* [EXERCISE DETAILS]: From the blog excerpt below, list every characteristic that the quoted passage attributes to its creative subjects.

Well, just like we said in our post on the 400K year old Heidelbergensis DNA, it would be a complete surprise if the field of ancient DNA as it is presently practiced could produce any sensible and non-surprising result consistent with common sense and fossil and cultural records. When you use noninformative DNAs to do your analytic work, what can you expect other than meaningless trash.

Of course we are working hard to reinterpret these newly published DNA sequences and we should soon publish our results (constantly delayed by newly released DNAs needing reinterpretations) that should be a very pleasant and intellectually satisfying surprise to all. For example, as our new analysis shows, the iceman Otzi was indeed most closely related to the local living Italians as common sense would expect, rather than to remote island people the Sardinians as is now mistakenly concluded by the literature. 

Monday, August 18, 2014

Secrets of the creative brain

There was a recent good article on creativity,Secrets of the creative brain.  A related blog post, The Psycholpathology of Genius.

We are actively working on the genetic basis of complex traits and the most complex is obviously creativity and intelligence. According to the threshold theory, Creativity is not IQ only and a score of 120 is the threshold. Lower or much higher than than that may hurt creativity.

Some quotes from Secrets of the creative brain:

One possible contributory factor is a personality style shared by many of my creative subjects. These subjects are adventuresome and exploratory. They take risks. Particularly in science, the best work tends to occur in new frontiers. (As a popular saying among scientists goes: “When you work at the cutting edge, you are likely to bleed.”)

* [MATERIAL PROVIDED]:

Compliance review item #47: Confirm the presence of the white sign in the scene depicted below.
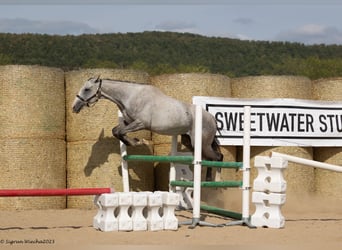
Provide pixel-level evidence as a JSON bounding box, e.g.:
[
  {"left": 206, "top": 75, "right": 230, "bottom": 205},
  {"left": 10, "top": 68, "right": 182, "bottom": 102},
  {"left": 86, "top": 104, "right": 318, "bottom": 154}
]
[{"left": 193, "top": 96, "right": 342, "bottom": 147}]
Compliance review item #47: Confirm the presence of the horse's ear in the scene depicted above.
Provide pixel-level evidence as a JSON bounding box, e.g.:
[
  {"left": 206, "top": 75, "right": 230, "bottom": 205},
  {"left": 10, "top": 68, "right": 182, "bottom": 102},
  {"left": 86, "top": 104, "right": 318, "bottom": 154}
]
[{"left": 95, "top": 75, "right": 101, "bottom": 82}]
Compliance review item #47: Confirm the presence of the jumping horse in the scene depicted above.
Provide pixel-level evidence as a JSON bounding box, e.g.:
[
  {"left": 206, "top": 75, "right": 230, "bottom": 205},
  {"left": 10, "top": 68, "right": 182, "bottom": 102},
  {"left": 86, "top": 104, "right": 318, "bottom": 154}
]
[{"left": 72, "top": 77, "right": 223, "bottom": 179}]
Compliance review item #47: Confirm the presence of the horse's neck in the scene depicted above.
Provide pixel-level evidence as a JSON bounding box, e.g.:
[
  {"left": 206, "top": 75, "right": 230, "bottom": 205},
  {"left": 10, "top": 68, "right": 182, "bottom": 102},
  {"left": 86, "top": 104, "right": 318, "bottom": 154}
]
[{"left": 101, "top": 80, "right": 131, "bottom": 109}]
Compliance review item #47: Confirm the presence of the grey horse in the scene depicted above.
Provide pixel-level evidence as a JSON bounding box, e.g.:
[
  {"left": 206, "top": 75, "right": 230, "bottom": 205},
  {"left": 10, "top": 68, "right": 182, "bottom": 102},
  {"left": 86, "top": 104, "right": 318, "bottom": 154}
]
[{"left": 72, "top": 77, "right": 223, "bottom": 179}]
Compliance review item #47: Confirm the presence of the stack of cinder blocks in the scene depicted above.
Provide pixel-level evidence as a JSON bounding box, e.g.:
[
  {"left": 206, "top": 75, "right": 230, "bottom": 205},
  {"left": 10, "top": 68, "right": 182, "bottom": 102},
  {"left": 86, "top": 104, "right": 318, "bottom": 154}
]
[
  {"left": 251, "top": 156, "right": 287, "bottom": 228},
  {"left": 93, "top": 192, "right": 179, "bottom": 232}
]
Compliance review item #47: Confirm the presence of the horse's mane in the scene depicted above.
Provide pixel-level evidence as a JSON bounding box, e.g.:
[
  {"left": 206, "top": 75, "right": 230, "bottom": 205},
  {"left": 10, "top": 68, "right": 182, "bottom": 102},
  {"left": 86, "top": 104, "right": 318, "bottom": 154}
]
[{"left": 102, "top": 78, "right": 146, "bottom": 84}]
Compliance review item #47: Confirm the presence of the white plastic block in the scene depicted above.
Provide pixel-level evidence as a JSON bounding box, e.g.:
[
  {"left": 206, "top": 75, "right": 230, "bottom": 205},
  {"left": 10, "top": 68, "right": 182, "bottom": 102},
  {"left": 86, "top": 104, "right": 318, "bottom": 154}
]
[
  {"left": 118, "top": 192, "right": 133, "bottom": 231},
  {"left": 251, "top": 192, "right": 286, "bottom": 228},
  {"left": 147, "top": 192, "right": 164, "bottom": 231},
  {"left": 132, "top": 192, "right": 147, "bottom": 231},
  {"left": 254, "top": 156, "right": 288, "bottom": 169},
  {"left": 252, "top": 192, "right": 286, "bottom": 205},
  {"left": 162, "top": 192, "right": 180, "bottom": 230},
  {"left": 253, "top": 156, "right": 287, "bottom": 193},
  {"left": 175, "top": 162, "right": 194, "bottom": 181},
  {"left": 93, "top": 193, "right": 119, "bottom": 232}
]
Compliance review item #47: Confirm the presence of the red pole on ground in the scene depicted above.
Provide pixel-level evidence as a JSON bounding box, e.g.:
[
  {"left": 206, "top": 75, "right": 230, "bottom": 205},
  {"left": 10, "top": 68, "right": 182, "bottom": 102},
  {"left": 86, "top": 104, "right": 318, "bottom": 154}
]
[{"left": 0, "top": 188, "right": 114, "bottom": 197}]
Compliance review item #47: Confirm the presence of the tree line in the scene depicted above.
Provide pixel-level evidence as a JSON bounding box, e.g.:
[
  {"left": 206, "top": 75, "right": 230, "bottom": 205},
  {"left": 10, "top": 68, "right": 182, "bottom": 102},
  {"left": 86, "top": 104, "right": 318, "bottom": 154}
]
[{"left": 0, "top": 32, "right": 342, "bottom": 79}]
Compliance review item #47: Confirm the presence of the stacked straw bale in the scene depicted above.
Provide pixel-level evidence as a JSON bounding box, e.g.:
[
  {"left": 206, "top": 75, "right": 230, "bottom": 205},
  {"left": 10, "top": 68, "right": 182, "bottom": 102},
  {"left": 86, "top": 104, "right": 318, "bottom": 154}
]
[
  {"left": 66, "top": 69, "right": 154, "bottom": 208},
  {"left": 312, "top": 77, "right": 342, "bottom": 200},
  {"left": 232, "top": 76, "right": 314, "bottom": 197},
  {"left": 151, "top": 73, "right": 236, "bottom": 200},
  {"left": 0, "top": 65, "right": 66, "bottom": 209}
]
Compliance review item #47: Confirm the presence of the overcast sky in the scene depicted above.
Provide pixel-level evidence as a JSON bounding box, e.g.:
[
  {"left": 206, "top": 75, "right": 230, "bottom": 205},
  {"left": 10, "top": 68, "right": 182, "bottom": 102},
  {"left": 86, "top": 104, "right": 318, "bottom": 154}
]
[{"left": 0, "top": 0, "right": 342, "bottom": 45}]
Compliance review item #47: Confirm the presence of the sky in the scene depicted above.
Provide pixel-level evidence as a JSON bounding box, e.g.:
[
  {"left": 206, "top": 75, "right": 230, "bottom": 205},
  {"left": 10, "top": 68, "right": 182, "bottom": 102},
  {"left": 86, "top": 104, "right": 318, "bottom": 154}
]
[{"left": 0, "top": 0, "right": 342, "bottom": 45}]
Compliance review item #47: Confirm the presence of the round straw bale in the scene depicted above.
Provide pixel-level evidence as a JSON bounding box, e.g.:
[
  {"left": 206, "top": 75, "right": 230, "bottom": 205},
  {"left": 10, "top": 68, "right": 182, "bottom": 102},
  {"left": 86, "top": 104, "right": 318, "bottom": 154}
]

* [SOLUTION FOR THIS TASK]:
- Adventuresome
- Exploratory
- Take risks